■ **WORK REQUIRED**
Revise the convention address below, starting with "I am to speak" and going on through "an unfortunate illness.", and write out that passage with "Board of Trustees" changed to "Board of Directors".

William D. Kerr
Address of Wm. D. Kerr, Western Chairman of the National Laymen’s Committee, at the Universalist General Convention, Syracuse, N. Y., Thursday, October 22, 1925.
I am to speak to you to-night on the Challenge of the Five Year Program. I am deeply sensible of the honor you have conferred upon me by tendering me this opportunity. I cherish the highest respect for the Universalist General Convention, for its past, for its present and for its potential future. I have developed an abiding affection for many of its ofﬁcers and members. This is the ﬁrst biennial session which I have been fortunate enough to attend. For some years my father was a member of the Board of Trustees. My father, until his death, and my mother have for many years been active participants in the biennial session meetings, and my brother is absent from the Syracuse session only because of an unfortunate illness.
I feel at home, then, as a member of this session. And yet I am overwhelmed by the responsibility of presenting to you the salient aspects of the Five Year Program. The future of the Universalist Church is too intimately associated with the Five Year Program to permit the advantages of this evening to be lost. Dr. Adams in the preface of his occasional sermon struck a responsive chord in me; I envied him, however, the opportunity he enjoyed of two years of preparation.

■ **RECORDED DATA**
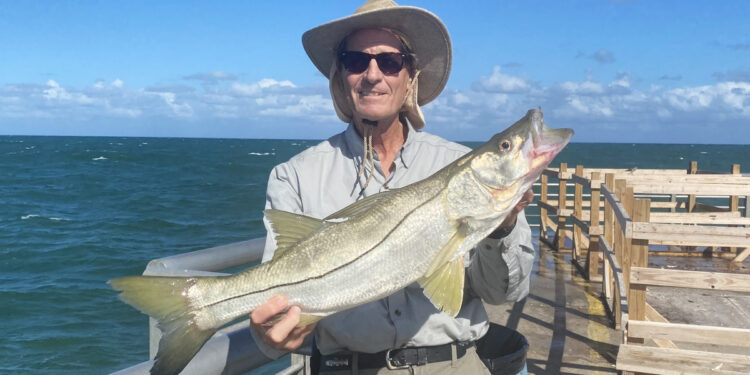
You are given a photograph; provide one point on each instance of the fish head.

■ **FINAL RESULT**
I am to speak to you to-night on the Challenge of the Five Year Program. I am deeply sensible of the honor you have conferred upon me by tendering me this opportunity. I cherish the highest respect for the Universalist General Convention, for its past, for its present and for its potential future. I have developed an abiding affection for many of its ofﬁcers and members. This is the ﬁrst biennial session which I have been fortunate enough to attend. For some years my father was a member of the Board of Directors. My father, until his death, and my mother have for many years been active participants in the biennial session meetings, and my brother is absent from the Syracuse session only because of an unfortunate illness.